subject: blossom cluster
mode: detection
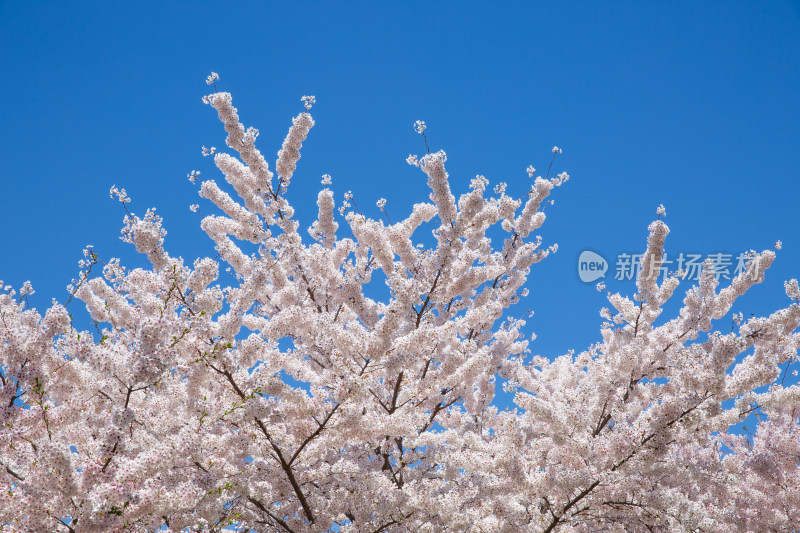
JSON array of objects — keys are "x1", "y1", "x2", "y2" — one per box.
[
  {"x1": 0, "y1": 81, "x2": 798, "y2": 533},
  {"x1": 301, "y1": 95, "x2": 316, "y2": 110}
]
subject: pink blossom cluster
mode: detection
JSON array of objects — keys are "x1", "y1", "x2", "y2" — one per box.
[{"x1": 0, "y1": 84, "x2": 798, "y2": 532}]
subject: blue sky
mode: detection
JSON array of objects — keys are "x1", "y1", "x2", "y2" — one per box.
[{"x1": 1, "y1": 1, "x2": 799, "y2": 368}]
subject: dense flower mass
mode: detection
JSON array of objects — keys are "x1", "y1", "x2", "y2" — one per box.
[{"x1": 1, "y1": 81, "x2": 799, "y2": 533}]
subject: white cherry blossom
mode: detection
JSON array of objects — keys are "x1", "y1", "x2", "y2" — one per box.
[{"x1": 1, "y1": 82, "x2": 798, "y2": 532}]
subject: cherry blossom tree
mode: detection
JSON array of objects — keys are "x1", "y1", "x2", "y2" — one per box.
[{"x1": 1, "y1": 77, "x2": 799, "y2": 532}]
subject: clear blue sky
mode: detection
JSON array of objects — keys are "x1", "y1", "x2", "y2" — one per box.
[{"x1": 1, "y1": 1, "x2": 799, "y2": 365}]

...

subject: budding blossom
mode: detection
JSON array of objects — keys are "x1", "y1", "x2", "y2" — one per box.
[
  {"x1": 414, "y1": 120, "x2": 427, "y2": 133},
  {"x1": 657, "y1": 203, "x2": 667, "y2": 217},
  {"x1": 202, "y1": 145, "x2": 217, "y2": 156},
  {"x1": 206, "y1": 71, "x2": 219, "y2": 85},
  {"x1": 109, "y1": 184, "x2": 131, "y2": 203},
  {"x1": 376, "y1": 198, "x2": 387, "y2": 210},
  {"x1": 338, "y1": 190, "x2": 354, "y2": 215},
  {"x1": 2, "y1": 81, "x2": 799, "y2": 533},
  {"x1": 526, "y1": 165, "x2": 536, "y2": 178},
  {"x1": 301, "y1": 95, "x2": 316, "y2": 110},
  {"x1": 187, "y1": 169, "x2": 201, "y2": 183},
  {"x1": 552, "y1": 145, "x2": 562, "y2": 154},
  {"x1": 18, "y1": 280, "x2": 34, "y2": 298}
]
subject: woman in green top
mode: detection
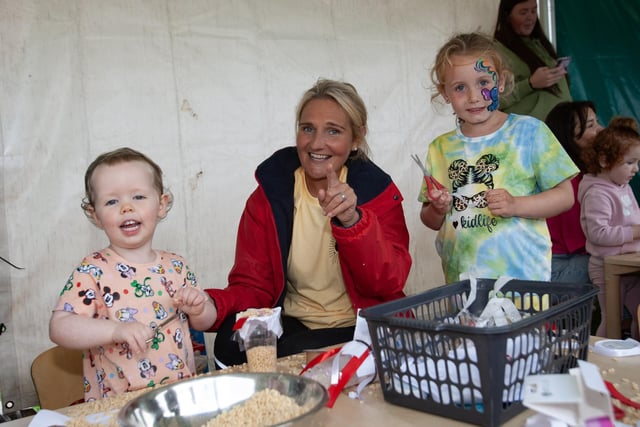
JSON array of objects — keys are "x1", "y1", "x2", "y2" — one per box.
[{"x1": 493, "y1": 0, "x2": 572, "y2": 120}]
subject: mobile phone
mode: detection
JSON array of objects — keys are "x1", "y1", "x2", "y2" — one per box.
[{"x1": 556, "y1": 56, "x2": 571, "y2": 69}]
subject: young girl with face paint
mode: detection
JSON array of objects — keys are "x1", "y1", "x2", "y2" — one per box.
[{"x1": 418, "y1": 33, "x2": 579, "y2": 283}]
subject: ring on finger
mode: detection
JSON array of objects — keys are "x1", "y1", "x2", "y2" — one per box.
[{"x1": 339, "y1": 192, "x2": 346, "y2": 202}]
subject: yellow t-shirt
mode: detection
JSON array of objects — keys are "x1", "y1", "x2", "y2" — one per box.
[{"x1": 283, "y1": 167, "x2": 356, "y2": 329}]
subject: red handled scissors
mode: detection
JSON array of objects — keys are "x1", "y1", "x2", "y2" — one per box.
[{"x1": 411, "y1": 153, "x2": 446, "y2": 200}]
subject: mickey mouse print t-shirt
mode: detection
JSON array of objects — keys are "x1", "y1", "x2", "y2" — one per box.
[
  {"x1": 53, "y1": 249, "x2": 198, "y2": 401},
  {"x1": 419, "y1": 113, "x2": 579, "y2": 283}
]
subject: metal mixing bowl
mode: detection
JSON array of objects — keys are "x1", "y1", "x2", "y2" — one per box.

Required action: Scan the listing above and identify each line holding the string "blue"; copy every such line.

Exercise result:
subject: blue sky
subject: clear blue sky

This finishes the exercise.